Records for the task:
######
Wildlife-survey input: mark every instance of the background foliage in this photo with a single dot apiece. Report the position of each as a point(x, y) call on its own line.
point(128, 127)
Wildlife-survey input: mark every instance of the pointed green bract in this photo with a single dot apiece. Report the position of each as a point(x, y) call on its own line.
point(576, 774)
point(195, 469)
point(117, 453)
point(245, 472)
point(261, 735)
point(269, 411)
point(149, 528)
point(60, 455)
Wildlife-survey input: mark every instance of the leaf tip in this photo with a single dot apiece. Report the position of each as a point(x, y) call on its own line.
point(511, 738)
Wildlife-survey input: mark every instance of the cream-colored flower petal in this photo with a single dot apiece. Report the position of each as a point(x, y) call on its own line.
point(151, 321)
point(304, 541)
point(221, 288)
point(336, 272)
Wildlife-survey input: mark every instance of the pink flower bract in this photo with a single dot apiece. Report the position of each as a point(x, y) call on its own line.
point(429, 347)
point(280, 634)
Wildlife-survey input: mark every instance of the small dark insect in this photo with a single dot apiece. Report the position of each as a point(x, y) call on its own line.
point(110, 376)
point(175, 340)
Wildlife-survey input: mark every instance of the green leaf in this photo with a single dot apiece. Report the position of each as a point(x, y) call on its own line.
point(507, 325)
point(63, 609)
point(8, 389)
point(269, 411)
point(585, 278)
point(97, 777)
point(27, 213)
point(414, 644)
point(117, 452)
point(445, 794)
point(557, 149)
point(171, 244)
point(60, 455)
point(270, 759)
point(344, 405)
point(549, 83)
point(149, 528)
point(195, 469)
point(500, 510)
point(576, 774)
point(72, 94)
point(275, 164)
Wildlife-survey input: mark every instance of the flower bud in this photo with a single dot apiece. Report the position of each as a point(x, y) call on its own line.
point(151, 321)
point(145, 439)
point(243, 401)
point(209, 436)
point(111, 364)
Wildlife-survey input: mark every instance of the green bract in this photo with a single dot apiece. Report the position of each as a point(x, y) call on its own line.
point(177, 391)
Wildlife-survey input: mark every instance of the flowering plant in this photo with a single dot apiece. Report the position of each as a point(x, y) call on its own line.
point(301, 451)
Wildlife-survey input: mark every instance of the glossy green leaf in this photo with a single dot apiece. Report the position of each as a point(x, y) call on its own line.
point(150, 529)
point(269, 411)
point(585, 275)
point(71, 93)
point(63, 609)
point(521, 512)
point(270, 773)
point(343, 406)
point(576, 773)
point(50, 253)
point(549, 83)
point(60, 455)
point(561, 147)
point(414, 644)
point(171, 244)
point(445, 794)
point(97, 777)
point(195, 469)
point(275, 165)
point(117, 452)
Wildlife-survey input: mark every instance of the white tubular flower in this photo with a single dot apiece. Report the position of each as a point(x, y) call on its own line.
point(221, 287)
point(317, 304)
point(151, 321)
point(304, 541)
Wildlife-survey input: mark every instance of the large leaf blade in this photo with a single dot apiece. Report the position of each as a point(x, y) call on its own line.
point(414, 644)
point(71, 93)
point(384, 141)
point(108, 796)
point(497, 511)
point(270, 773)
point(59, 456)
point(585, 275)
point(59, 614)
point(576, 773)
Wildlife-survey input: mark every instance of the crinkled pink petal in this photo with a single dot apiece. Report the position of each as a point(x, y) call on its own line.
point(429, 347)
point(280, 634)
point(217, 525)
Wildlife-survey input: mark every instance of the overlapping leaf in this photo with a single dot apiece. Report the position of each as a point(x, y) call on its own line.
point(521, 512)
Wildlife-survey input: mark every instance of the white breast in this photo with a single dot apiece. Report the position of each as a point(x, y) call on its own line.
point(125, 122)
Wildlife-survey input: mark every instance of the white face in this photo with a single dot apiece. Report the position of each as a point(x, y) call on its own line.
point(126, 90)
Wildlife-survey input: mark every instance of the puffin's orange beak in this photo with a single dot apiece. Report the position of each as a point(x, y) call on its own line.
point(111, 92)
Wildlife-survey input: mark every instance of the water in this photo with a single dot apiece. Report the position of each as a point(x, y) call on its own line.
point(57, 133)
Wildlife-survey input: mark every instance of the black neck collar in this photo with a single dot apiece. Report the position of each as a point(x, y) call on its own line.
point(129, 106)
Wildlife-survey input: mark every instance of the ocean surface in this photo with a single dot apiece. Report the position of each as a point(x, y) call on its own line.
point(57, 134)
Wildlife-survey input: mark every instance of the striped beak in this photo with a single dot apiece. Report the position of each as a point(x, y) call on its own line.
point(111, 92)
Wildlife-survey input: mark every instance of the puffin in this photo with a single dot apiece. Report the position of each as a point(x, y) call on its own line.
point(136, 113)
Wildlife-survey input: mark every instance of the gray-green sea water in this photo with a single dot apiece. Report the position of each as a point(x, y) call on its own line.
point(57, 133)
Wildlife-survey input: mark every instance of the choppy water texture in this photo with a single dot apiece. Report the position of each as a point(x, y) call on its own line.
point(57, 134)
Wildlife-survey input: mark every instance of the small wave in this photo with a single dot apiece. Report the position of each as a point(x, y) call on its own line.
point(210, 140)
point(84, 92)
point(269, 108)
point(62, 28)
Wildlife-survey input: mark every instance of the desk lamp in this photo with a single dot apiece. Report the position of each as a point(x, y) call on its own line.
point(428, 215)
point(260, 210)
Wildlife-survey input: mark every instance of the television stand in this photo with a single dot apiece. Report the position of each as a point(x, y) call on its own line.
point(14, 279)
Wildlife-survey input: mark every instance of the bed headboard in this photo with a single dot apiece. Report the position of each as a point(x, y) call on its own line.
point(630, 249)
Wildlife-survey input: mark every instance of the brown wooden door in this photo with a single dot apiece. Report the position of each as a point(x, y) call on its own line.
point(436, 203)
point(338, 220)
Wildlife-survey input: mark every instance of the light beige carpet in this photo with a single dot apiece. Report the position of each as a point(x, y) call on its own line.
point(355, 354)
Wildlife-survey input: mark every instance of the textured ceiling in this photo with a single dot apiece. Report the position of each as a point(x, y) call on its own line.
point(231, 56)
######
Task directions: Convert the lines starting with the one that contains "Wildlife-survey input: mark every instance of the desk" and going on through the one that contains "point(630, 249)" into a JSON list of strings, one string per line, with blank lines left out.

Result:
[
  "Wildlife-survey input: mark every instance of the desk lamp in this photo with a single dot apiece. Report the position of each as a point(x, y) call on its own line.",
  "point(428, 215)",
  "point(260, 210)",
  "Wildlife-survey input: mark every instance of the television stand in this photo with a single dot apiece. Report the position of each as a point(x, y) call on its own line.",
  "point(14, 279)",
  "Wildlife-survey input: mark every instance of the bed headboard in this photo with a single dot apiece. Report the position of each as a point(x, y) call on its own line.",
  "point(630, 249)"
]